§ **ЗАДАНИЕ A**
Перепечатайте из отрывка о сущности и энергиях Бога фрагмент от слов «- Энергия Бога» до слов «и к энергии.» включительно.

§ **ВЫБРАННЫЙ ОТРЫВОК**
▽

Дальнейшее развитие сущностно-энергетический догмат получил в учении Григория Паламы и в постановлениях Соборов, проходивших в Константинополе во время его жизни и вскоре после его смерти (1341, 1347, 1351, 1368 гг.); из них самым важным с догматической точки зрения был Собор 1351 года [15]. После нескольких столетий пребывания в безвестности, в тот период, когда православное богословие находилось под сильным влиянием католического вероучения, учение Григория Паламы было открыто заново и в наши дни по праву занимает центральное место в православной богословской системе [16].
В 1354 году Пятый Константинопольский Собор выразил православное учение о Божественных энергиях в семи основных пунктах[17]:
- В Боге существует различие (diakrisis) между сущностью и энергиями или энергией (это существительное одинаково допустимо применять как в единственном, так и во множественном числе).
- Энергия Бога не есть тварная, но нетварная (aktistos).
- Это различие между нетварной сущностью и нетварными энергиями не вносит разделения в самую сущность и не нарушает ее простоты; в Боге не происходит «сложения» (synthesis).
- Имя «Божество» (theosis) относится не только к сущности Божией, но и к энергии.
- Сущность находится в определенном преимущественном положении относительно энергии в том смысле, что энергия исходит от сущности.
- В сущности Божией тварь не может участвовать, в энергии же – может.

△

§ **ЗАПИСИ**
▽

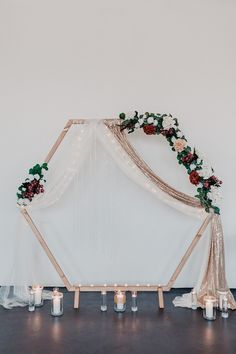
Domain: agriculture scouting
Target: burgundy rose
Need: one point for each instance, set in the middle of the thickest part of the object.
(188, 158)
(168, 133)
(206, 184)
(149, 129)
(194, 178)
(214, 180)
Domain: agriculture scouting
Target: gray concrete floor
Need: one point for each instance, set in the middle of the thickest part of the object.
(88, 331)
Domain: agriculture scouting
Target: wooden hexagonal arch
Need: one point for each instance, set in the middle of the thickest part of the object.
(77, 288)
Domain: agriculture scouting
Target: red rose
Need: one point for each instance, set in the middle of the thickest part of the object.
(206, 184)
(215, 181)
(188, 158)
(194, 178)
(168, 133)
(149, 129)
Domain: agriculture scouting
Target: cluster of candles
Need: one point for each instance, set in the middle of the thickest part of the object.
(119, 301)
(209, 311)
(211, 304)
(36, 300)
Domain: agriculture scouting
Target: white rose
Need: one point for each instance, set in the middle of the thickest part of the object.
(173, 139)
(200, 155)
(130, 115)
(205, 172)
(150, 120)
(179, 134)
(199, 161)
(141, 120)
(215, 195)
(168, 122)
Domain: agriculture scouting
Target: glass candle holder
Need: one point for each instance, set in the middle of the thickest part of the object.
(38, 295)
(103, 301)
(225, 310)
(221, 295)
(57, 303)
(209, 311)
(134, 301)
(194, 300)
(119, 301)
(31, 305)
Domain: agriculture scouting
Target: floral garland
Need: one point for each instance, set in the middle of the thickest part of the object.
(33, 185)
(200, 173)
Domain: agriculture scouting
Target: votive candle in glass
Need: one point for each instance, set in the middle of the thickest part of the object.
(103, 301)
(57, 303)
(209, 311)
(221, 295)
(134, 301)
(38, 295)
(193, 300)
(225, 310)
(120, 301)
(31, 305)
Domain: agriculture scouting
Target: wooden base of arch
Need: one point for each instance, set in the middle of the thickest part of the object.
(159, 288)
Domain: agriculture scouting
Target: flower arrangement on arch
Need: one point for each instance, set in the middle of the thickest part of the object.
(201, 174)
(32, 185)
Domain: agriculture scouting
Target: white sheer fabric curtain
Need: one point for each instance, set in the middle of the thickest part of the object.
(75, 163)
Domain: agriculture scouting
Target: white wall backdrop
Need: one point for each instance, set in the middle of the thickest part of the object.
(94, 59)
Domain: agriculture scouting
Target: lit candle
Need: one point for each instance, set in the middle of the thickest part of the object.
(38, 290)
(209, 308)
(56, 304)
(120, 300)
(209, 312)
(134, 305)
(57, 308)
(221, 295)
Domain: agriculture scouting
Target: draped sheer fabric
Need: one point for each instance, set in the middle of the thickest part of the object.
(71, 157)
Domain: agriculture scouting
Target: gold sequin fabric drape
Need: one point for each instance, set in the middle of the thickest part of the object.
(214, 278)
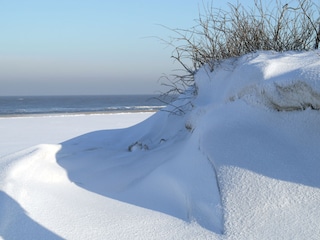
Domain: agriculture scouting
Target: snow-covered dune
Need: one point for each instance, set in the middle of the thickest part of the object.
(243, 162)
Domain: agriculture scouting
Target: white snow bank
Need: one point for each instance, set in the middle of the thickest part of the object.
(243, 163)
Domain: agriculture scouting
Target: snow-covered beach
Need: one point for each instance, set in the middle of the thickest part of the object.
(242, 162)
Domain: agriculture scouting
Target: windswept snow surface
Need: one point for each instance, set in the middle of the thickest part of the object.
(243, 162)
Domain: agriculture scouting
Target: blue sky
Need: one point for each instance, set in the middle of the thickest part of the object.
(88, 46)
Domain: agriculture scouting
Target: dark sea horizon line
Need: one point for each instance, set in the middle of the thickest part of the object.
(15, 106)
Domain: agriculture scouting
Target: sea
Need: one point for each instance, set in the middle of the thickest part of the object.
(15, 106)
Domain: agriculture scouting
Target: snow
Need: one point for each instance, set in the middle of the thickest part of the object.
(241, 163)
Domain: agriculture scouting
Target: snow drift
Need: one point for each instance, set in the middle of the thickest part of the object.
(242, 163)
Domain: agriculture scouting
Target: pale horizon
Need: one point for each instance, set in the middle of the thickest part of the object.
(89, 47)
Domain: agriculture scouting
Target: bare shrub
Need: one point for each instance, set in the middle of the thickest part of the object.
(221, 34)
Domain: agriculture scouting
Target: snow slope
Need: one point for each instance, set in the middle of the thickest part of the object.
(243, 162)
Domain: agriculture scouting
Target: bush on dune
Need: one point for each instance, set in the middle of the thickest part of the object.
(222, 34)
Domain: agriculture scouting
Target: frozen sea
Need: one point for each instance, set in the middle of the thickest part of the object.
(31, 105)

△

§ **ЗАДАНИЕ B**
Выпишите из записей выше все строки, где встречается слово «white».

§ **ОТВЕТ К ЗАДАНИЮ A**
- Энергия Бога не есть тварная, но нетварная (aktistos).
- Это различие между нетварной сущностью и нетварными энергиями не вносит разделения в самую сущность и не нарушает ее простоты; в Боге не происходит «сложения» (synthesis).
- Имя «Божество» (theosis) относится не только к сущности Божией, но и к энергии.

§ **ОТВЕТ К ЗАДАНИЮ B**
Target: white rose
Target: white sheer fabric curtain
Target: white wall backdrop
Target: white snow bank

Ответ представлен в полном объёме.